* [What you will do]
1 > Write out the part of the powerlifting records text running from "The next World" down to "in Minsk, Belarus.".
2 > Answer these questions using the text on powerlifting world records.
(a) What was the deadlift weight when Daniel Nobel first broke the world record?
(b) In which city was Matthew Yap's first-ever world tournament held?
(c) What weight did Matthew Yap lift on his third squat attempt in December 2017?
3 > Extend the text on powerlifting world records, starting after its last sentence.

* [Given text]

-- Opening Marker --

The next World record is broken and held by Daniel Nobel. Nobel originally from Denmark. Nobel broke the World record with a 303.5 kg (669 lb) deadlift. He beat his own World record minutes later with a 305 kg (672 lb) deadlift in the U120kg Sub-Junior Class.

In June 2017, Matthew Yap broke the world squat record at his first-ever world tournament at the World Classic Powerlifting Championships in Minsk, Belarus.

In December 2017, Matthew Yap broke his own world squat record twice, once on his second attempt of 208.5kg and another on his third attempt setting it at 215.5kg. He also broke the total/overall world record and he ranked #1 in the under 66kg, Sub-Junior Class.

-- Closing Marker --

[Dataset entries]
-- Opening Marker --

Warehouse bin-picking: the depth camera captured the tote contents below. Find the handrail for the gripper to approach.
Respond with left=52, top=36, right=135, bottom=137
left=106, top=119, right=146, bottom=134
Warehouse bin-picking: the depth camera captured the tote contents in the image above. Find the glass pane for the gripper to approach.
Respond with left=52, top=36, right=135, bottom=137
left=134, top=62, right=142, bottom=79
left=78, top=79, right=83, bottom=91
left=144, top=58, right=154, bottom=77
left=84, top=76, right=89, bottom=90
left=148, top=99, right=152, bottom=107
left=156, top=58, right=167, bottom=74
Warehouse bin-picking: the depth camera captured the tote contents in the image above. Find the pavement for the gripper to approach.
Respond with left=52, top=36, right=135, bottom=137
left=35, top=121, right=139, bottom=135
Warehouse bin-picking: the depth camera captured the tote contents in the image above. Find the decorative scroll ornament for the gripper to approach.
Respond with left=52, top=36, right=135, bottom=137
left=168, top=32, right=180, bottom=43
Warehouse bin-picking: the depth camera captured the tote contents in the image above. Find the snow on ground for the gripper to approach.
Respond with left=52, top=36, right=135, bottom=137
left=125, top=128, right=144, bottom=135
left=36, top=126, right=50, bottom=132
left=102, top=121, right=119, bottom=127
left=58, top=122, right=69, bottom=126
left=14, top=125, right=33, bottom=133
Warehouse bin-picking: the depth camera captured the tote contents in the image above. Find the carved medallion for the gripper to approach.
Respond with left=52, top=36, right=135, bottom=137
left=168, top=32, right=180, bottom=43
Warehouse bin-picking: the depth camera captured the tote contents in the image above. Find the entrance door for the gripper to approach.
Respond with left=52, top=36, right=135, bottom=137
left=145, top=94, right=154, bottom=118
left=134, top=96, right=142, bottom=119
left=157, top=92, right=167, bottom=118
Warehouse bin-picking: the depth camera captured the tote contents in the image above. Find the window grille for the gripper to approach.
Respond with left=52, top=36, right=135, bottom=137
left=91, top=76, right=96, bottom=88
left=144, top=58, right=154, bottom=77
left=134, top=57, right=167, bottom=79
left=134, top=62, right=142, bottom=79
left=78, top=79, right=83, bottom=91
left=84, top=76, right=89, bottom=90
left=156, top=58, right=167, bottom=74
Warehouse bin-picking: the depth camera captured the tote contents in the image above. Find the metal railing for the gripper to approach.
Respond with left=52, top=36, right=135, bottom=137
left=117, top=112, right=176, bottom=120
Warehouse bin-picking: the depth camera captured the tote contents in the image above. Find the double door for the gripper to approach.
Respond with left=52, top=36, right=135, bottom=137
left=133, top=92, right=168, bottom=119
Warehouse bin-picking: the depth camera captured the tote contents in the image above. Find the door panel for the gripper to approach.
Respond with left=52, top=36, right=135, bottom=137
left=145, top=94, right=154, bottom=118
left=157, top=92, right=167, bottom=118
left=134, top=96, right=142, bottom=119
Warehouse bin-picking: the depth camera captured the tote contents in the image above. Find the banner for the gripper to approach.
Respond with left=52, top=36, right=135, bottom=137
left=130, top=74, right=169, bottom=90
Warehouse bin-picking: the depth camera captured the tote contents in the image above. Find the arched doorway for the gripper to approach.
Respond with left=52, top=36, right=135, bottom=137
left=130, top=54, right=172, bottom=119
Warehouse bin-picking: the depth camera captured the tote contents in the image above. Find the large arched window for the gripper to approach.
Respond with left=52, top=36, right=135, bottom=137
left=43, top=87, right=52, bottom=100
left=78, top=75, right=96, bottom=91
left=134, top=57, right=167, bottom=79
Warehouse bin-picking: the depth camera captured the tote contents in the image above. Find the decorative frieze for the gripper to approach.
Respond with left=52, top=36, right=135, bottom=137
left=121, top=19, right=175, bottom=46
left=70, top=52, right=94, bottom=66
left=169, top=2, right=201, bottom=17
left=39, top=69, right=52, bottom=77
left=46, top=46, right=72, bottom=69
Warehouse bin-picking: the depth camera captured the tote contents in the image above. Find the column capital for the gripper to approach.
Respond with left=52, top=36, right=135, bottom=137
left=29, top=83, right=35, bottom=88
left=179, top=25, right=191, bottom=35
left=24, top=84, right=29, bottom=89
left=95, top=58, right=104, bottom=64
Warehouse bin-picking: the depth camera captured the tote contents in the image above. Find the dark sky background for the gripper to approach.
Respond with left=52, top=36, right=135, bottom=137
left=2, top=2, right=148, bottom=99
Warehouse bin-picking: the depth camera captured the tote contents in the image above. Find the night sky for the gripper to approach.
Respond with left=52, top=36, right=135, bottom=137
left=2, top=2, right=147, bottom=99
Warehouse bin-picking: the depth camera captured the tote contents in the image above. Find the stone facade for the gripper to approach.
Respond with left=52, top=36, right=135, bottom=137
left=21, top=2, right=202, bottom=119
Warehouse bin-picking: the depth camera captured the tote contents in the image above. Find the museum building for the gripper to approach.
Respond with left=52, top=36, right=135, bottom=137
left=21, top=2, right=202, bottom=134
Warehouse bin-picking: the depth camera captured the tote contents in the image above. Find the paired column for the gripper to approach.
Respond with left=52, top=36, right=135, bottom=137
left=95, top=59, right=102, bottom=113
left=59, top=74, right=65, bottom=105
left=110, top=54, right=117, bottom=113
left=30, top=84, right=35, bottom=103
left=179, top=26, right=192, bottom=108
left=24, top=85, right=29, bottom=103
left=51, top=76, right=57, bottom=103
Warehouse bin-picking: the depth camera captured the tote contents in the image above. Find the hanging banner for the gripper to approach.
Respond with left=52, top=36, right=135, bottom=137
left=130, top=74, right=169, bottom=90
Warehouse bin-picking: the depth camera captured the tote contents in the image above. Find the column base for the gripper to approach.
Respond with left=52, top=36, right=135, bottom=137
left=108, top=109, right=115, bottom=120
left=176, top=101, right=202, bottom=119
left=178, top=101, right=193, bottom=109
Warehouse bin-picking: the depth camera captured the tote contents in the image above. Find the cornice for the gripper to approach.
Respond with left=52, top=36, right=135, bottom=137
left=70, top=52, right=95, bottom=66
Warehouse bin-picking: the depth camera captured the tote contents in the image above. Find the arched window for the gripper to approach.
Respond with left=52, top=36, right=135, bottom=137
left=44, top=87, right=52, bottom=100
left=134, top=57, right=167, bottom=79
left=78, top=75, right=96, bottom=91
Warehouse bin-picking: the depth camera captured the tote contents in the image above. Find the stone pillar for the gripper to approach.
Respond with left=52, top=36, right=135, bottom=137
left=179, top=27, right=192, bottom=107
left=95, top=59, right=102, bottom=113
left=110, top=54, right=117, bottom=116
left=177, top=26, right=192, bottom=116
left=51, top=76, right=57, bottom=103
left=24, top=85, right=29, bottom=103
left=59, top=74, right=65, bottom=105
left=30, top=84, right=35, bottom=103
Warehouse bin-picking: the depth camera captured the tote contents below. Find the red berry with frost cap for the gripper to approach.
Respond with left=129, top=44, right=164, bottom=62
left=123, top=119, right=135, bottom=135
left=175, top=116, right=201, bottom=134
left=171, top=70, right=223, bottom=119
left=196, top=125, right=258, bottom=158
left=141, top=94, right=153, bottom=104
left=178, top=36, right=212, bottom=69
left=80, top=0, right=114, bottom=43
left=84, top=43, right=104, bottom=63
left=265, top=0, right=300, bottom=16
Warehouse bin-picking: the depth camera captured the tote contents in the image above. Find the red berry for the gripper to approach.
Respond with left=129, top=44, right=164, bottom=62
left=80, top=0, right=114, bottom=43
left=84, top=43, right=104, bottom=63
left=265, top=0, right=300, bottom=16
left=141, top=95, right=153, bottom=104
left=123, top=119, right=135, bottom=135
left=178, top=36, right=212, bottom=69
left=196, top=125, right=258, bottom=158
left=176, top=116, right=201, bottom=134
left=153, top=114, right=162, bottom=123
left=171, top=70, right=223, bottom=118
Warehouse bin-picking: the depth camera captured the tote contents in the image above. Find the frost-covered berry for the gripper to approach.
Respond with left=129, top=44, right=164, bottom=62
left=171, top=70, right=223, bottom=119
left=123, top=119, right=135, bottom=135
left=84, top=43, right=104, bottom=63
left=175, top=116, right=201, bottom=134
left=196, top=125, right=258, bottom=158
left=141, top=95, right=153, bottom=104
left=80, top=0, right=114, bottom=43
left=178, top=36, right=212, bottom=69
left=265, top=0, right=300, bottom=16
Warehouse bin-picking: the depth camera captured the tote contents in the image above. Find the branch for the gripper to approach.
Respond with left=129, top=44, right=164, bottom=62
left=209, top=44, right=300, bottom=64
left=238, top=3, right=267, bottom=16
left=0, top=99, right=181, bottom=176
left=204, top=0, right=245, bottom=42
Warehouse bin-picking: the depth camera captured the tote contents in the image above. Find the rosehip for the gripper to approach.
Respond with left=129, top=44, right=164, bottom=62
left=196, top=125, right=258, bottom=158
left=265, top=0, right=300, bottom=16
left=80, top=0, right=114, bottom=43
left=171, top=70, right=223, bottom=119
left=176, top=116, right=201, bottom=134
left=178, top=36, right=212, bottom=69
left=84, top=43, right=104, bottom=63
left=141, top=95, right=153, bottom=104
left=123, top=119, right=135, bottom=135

-- Closing Marker --

* [Responses by task]
1 >
The next World record is broken and held by Daniel Nobel. Nobel originally from Denmark. Nobel broke the World record with a 303.5 kg (669 lb) deadlift. He beat his own World record minutes later with a 305 kg (672 lb) deadlift in the U120kg Sub-Junior Class.

In June 2017, Matthew Yap broke the world squat record at his first-ever world tournament at the World Classic Powerlifting Championships in Minsk, Belarus.

2 >
(a) 303.5 kg (669 lb)
(b) Minsk, Belarus
(c) 215.5kg

3 >
== ASEAN Paralympic Games ==

Singapore had 2 athletes represent the country in the sport of Paralympic Powerlifting for the 8th ASEAN Paralympic Games. Kalai Vanen and Melvyn Yeo both participated in the ASEAN Para Games which took place at Marina Bay Sands in December. Vanen won a bronze medal with a benchpress of 140 kg (308 lb) in the U97kg weight class. Yeo lifted 110 kg (242 lb) in the benchpress in the 65 kg weight class. The president of Powerlifting Singapore, Say Tan along with the Vice-President, Zulhairy Bin Zolkaffeli were both a part of the organization of the event.